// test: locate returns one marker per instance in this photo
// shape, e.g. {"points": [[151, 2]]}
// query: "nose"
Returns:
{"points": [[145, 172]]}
·····
# [WHAT THE TASK ASKS]
Change "marker" to "dot" throughout the lines above and leave everything else untouched.

# [EXERCISE RESULT]
// test: locate returns one dot per instance in this photo
// shape, e.g. {"points": [[151, 2]]}
// query: "nose"
Returns:
{"points": [[145, 172]]}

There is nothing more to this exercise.